Aim of the exercise ▸ Report each line of the items below that contains the word "mountain".

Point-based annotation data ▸
####################

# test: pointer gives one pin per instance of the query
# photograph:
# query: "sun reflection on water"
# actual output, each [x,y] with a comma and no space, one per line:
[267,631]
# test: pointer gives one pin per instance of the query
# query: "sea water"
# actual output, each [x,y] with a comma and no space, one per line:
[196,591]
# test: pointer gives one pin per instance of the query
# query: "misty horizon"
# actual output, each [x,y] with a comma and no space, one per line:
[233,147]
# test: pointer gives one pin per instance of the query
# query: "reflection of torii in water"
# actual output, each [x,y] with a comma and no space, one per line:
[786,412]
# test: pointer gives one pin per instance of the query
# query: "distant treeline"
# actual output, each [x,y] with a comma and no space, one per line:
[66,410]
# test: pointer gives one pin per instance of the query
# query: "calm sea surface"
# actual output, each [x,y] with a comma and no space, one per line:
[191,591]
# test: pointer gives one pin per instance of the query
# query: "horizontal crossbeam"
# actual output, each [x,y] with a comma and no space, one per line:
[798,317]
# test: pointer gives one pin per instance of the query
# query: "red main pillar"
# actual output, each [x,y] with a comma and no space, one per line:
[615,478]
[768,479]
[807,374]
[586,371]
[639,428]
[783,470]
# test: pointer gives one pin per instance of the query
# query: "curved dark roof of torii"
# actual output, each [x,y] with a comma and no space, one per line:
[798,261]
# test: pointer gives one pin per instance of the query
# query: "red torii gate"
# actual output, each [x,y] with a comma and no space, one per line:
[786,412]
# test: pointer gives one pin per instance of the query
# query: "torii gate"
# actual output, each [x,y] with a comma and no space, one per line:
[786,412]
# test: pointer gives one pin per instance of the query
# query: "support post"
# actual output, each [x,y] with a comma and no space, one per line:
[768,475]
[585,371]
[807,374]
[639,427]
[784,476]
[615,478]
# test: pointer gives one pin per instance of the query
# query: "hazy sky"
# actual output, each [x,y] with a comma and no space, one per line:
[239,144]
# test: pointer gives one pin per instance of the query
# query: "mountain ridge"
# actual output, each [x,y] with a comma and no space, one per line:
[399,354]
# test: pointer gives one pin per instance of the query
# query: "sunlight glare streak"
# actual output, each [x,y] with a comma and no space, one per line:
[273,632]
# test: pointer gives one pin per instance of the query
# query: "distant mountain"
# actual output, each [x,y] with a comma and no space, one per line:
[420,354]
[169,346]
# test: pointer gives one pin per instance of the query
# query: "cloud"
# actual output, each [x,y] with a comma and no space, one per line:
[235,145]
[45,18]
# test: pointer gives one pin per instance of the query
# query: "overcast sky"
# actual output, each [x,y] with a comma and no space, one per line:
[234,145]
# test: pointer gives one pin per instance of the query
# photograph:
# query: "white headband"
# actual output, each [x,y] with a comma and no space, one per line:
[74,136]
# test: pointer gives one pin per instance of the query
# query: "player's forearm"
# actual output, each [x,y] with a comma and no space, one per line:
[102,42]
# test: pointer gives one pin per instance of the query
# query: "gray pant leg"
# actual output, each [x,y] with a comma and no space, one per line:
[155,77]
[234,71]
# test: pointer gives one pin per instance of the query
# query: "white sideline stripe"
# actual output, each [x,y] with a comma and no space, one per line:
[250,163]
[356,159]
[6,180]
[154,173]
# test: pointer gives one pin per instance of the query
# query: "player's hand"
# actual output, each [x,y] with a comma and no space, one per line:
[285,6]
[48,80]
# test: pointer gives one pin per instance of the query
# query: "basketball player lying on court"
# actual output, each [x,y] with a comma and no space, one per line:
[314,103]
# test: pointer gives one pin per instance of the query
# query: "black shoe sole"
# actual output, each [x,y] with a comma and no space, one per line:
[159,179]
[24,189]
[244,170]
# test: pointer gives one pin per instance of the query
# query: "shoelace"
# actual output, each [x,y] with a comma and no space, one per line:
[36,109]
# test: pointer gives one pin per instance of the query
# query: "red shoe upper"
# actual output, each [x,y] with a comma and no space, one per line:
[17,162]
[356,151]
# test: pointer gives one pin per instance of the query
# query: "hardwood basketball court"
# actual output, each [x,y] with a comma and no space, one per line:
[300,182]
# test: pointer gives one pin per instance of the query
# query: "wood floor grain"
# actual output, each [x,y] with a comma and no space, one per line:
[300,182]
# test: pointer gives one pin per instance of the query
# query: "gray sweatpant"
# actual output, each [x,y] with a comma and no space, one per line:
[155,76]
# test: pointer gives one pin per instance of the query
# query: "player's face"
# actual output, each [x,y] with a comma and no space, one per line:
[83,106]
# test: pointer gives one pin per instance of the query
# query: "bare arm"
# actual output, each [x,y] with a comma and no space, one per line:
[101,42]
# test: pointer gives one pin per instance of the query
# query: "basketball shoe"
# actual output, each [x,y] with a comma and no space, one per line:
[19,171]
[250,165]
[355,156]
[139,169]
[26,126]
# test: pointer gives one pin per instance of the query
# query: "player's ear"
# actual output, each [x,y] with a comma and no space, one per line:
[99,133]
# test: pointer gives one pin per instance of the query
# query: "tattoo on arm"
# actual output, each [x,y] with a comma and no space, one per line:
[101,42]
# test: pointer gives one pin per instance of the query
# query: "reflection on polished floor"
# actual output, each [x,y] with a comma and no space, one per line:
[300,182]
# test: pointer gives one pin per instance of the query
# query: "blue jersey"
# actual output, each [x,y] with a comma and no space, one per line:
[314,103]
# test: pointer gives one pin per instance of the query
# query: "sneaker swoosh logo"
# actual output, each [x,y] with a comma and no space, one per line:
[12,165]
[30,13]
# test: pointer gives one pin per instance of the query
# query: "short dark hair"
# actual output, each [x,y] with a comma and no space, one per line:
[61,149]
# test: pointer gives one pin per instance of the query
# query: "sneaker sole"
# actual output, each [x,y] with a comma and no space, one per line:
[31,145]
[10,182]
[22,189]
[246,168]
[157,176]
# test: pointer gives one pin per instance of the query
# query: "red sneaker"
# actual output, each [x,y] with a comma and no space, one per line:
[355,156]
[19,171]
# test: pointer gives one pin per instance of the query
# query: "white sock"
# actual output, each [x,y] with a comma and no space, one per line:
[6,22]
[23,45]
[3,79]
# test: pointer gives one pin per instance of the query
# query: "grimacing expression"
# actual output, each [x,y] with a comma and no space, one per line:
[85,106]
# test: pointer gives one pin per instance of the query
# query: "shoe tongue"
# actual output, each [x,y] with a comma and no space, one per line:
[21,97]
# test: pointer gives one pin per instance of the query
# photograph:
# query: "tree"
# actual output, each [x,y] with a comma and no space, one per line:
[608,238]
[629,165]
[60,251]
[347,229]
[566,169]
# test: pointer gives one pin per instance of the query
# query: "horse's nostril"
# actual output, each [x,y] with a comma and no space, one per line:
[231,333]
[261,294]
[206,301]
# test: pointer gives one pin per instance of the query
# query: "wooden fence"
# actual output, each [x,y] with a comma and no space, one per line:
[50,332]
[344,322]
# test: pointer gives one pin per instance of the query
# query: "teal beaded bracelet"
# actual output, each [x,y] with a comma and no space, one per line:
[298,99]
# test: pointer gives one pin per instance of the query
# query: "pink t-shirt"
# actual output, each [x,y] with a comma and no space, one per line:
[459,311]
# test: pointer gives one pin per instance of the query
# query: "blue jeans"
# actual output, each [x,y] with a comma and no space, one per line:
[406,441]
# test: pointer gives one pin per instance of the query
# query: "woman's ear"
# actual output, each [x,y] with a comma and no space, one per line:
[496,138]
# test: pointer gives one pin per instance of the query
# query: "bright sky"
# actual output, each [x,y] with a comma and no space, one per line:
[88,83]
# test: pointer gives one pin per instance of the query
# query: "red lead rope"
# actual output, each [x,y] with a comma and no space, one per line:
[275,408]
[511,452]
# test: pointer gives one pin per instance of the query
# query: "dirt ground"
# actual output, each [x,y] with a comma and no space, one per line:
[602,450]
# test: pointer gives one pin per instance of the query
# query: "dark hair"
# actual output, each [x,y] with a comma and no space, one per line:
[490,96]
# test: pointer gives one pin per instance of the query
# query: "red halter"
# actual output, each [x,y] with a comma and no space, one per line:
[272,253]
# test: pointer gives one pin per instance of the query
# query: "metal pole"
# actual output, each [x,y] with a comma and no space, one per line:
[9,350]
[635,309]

####################

Solution ▸
# query: "mountain ridge"
# query: "distant mountain"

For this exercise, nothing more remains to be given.